Prompt:
At the line containing "Target: limestone masonry wall", start repeating the entries exactly, and continue through the last line.

Provided entries:
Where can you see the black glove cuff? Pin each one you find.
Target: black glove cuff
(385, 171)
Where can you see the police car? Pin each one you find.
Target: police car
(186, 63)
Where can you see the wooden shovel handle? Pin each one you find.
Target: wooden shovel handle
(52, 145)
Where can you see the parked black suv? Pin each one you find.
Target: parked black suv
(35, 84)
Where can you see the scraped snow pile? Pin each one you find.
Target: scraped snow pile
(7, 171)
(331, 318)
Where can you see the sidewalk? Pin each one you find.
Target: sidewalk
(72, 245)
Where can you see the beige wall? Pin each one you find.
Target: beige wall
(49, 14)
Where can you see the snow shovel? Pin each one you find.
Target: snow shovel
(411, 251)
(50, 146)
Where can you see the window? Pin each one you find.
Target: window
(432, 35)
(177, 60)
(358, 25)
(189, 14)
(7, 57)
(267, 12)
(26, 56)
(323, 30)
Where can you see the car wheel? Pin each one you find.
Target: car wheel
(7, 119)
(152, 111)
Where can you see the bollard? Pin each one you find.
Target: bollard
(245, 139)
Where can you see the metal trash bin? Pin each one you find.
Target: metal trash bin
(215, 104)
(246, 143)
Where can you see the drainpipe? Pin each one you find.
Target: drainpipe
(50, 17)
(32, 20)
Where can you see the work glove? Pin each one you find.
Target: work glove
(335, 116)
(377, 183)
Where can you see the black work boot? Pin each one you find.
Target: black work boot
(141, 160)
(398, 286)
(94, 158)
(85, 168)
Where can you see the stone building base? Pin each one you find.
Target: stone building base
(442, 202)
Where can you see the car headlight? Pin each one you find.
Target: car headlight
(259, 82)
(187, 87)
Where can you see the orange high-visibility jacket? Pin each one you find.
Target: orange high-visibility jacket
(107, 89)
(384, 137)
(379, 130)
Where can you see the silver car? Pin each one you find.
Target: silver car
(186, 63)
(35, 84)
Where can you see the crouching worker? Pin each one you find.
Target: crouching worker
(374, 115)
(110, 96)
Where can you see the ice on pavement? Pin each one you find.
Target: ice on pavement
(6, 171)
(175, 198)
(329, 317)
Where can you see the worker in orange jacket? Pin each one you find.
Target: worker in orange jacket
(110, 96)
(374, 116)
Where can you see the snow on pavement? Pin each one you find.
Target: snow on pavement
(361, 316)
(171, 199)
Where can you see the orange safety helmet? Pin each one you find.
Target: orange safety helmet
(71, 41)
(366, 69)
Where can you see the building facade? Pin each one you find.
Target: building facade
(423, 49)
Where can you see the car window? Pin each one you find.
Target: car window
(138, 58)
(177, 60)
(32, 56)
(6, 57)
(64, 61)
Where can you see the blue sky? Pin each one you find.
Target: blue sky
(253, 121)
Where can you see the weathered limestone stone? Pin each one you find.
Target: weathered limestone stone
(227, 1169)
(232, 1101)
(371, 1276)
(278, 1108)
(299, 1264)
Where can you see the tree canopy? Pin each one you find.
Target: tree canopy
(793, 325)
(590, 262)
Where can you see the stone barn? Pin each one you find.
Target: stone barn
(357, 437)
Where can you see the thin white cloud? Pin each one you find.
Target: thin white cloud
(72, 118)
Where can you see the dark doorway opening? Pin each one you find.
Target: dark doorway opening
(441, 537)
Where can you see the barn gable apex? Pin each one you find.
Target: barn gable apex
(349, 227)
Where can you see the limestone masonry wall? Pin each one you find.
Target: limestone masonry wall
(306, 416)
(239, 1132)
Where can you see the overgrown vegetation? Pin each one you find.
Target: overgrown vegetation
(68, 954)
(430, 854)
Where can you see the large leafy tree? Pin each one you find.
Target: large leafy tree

Answer to the problem:
Target: limestone masonry wall
(306, 416)
(239, 1132)
Where can you see the overgrown vegetation? Pin each one you find.
Target: overgrown vegetation
(68, 954)
(430, 854)
Where can you see the large leafy tree? Pin each one you find.
Target: large leafy tree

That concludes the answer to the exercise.